*WORK INSTRUCTIONS:* Please list every person whose Telugu debut came with this film, according to the Naa Oopiri article below.
━━ TEXT PROVIDED
Naa Oopiri () is a 2005 Telugu language film directed by Kanmani and starring Vadde Naveen, Sangeetha, and Anjana in the lead roles. Kanmani originally wanted to make the film in Tamil. This film marks the Telugu debut of Anjana, Kanmani, Deepak Dev (in his only Telugu album to date), and Suresh Urs.

Cast 

 Vadde Naveen as Venu
 Sangeetha as Gowri
 Anjana as Madhu (credited as Juhi)
 Sudha
 M. S. Narayana as Prasad
 Surya
 Gundu Hanumantha Rao
 Lalitha Raj
 Baby Abhinaya
 Master Viswanath

Production 
The muhurat for the film took place in 2004 at Annapoorna Studios. The film is directed by Kanmani, who has worked as an assistant director for Tamil films for 12 years, notably for Gemini. The cinematographer, Krishna, previously worked as an assistant to Santosh Sivan.

Soundtrack 
The music was composed by Deepak Dev and lyrics were written by Bhuvana Chandra, Suddala Ashok Teja & Sriharsha.

Awards 
Nandi Awards
 Special Jury Award for Best Performance - Vadde Naveen

Release
The film received mixed to positive reviews upon release. Full Hyderabad gave the film 6 out of 10 stars stating "Naveen deserves kudos for his brave effort to crawl back into mainstream cinema, but he simply isn't up to this one".
 Idlebrain stated that "Naa Oopiri, by a long stretch, is the best film that Vadde Naveen has acted so far. The story and its treatment is indeed refreshing". Idlebrain praised the first half of the film as well as Naveen's performance stating that "This is the most challenging character for Naveen in his entire career".
━━━━
━━ LISTED RECORDS
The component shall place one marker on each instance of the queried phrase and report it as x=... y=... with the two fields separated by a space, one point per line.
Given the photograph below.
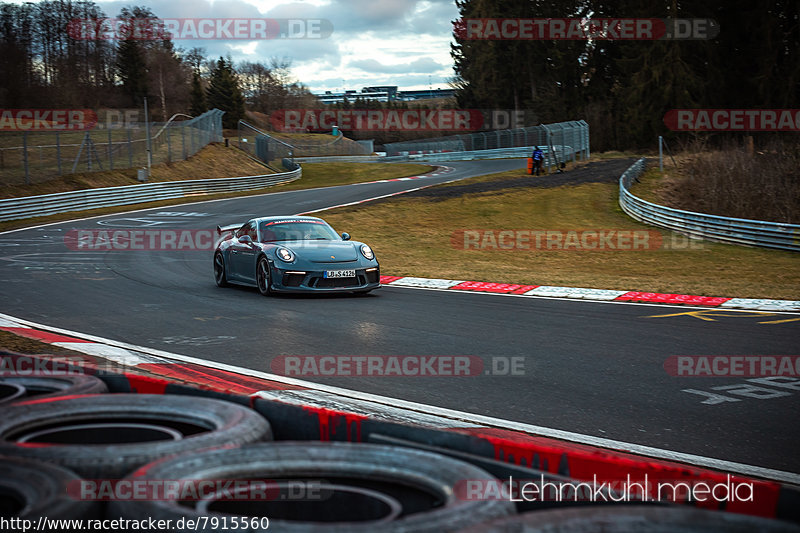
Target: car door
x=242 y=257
━━━━
━━ LISTED RECORDS
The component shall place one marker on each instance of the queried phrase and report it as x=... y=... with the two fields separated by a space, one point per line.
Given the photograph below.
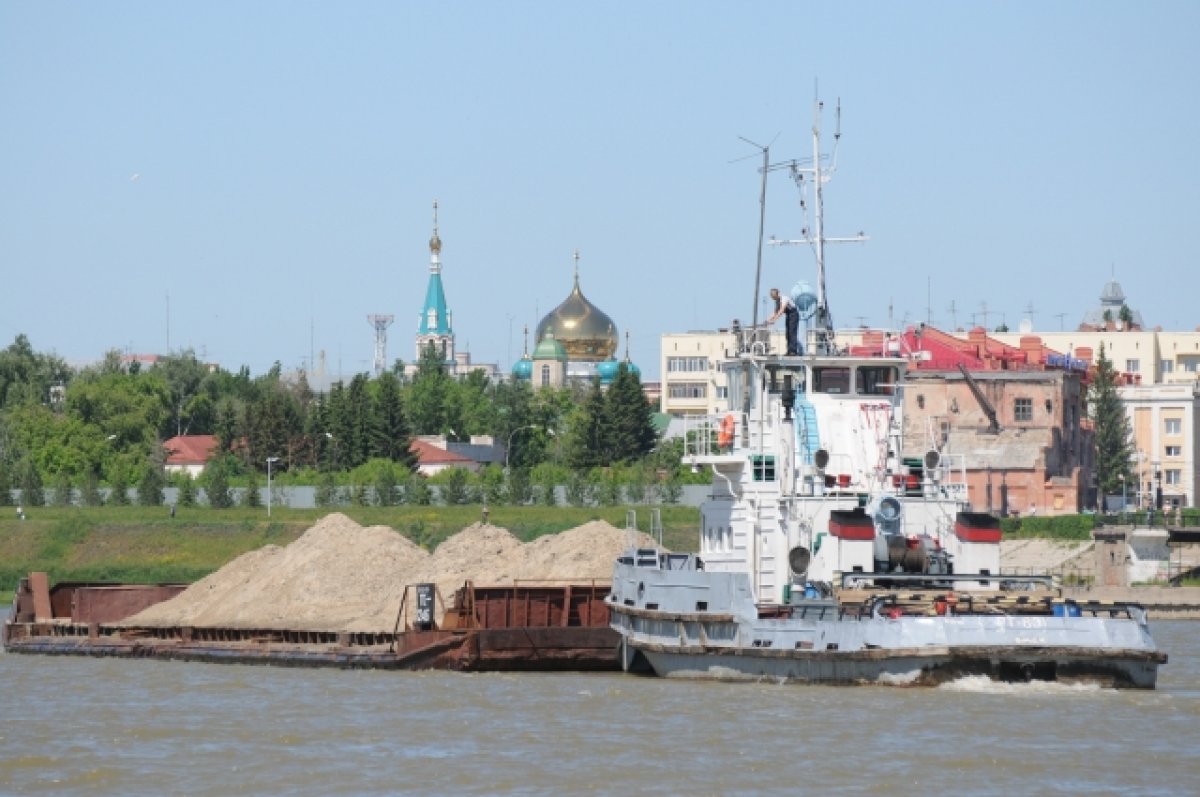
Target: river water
━━━━
*SOLUTION TO THIS PROBLEM:* Anjana, Kanmani, Deepak Dev, Suresh Urs